• [Goal] Your task is to copy the listing exactly. Drop any pictures from the copy.

• [Records for the task]

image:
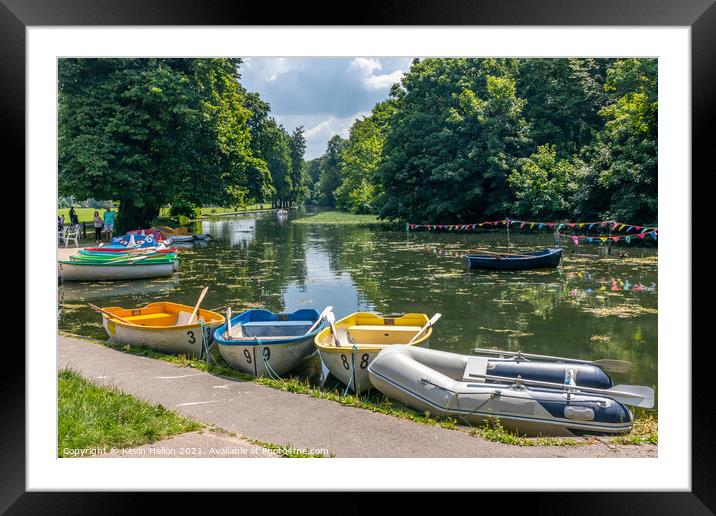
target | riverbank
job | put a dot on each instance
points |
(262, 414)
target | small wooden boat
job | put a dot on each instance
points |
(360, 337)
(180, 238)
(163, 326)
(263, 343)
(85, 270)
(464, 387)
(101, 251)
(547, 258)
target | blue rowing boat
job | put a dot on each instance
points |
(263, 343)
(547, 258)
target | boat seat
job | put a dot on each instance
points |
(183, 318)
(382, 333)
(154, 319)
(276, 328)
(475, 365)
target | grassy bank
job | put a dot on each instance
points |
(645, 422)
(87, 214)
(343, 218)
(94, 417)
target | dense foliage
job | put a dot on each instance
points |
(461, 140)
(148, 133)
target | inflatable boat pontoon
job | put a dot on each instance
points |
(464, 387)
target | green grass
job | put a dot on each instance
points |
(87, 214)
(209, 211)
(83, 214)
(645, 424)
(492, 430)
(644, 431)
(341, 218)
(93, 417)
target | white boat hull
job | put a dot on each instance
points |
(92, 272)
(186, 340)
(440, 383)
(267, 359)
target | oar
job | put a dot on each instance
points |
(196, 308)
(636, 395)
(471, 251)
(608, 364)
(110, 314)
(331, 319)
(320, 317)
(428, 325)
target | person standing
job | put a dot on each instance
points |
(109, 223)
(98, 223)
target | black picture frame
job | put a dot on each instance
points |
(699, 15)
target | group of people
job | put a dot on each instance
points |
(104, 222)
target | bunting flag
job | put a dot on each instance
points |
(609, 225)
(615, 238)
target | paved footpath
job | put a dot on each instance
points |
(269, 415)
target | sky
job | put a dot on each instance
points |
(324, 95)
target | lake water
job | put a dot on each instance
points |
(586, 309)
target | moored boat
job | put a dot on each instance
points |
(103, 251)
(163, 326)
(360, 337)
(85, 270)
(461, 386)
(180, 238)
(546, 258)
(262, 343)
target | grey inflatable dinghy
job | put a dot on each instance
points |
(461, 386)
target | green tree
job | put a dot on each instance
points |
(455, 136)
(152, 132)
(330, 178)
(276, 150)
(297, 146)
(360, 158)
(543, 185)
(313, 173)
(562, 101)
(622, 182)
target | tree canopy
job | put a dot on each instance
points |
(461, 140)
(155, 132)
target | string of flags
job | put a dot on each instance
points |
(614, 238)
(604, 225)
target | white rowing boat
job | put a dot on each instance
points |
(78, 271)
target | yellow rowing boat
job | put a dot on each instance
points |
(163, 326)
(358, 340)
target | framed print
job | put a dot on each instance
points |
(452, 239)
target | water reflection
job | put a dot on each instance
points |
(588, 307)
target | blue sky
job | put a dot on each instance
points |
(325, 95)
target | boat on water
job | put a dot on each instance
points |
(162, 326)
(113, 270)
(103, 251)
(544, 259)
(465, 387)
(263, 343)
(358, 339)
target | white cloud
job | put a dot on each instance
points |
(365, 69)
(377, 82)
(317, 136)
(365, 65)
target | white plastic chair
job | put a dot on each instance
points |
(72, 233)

• [Result of this task]
image:
target | riverbank
job | put a dot on each instance
points |
(262, 414)
target | small wooden boat
job | put a dot on each instance
points |
(360, 337)
(180, 238)
(163, 326)
(263, 343)
(85, 270)
(464, 387)
(101, 251)
(547, 258)
target | blue rowing boat
job | put a dot on each instance
points |
(263, 343)
(547, 258)
target | boat seat
job | put a dot on each instance
points |
(183, 318)
(382, 333)
(154, 319)
(276, 328)
(475, 365)
target | grassy bank
job | put a dot on each instance
points |
(645, 422)
(87, 214)
(343, 218)
(94, 417)
target | dense foliage
job | put a dot on each instance
points |
(461, 140)
(148, 133)
target | inflatable boat pontoon
job | put a dot on each instance
points |
(464, 387)
target | green grass
job | put a dot on each instance
points |
(87, 214)
(209, 211)
(83, 214)
(645, 424)
(492, 430)
(644, 431)
(341, 218)
(93, 417)
target | white boat hull
job | put a dot on each instance
points |
(92, 272)
(186, 340)
(440, 383)
(267, 359)
target | oar
job | put a dot on each instance
points |
(196, 308)
(636, 395)
(471, 251)
(608, 364)
(110, 314)
(331, 319)
(320, 317)
(428, 325)
target | person standing
job | put a dot on each instance
points |
(109, 223)
(98, 223)
target | black picture frame
job | put a dot on each instance
points |
(699, 15)
target | group of people
job | put a dot on each instance
points |
(104, 222)
target | bunting flag
job | put a dot on each instance
points |
(609, 225)
(615, 238)
target | paved footpath
job | put a dot on each instance
points |
(269, 415)
target | sky
job | put a dot on each instance
points |
(324, 95)
target | lake water
job | put a dot on each instance
points |
(586, 309)
target | moored boat
job | put a dot on each instance
points |
(103, 251)
(163, 326)
(360, 337)
(85, 270)
(461, 386)
(180, 238)
(546, 258)
(262, 343)
target | grey inflatable dinghy
job | put a dot on each instance
points |
(461, 386)
target | green tree
job | put a dot on each instance
points |
(455, 136)
(152, 132)
(330, 178)
(276, 150)
(297, 146)
(360, 158)
(543, 185)
(313, 173)
(562, 101)
(622, 182)
target | tree canopy
job | put a dot on each instance
points |
(461, 140)
(155, 132)
target | string of flags
job | put a dot on each instance
points |
(614, 238)
(604, 225)
target | white rowing boat
job | put a dot on each instance
points |
(78, 271)
target | yellow rowing boat
job | put a dot on each instance
points |
(163, 326)
(358, 340)
target | framed print
job | put a dot on each instance
points |
(452, 239)
target | water reflection
job | put a dot on each instance
points |
(588, 307)
target | blue sky
job | put a dot on each instance
points |
(325, 95)
target | boat on water
job | put a dot on each instance
points |
(162, 326)
(113, 270)
(103, 251)
(544, 259)
(465, 387)
(263, 343)
(358, 339)
target | white cloud
job | put a dot on each instance
points |
(365, 69)
(377, 82)
(317, 136)
(365, 65)
target | white plastic chair
job | put a dot on each instance
points |
(72, 233)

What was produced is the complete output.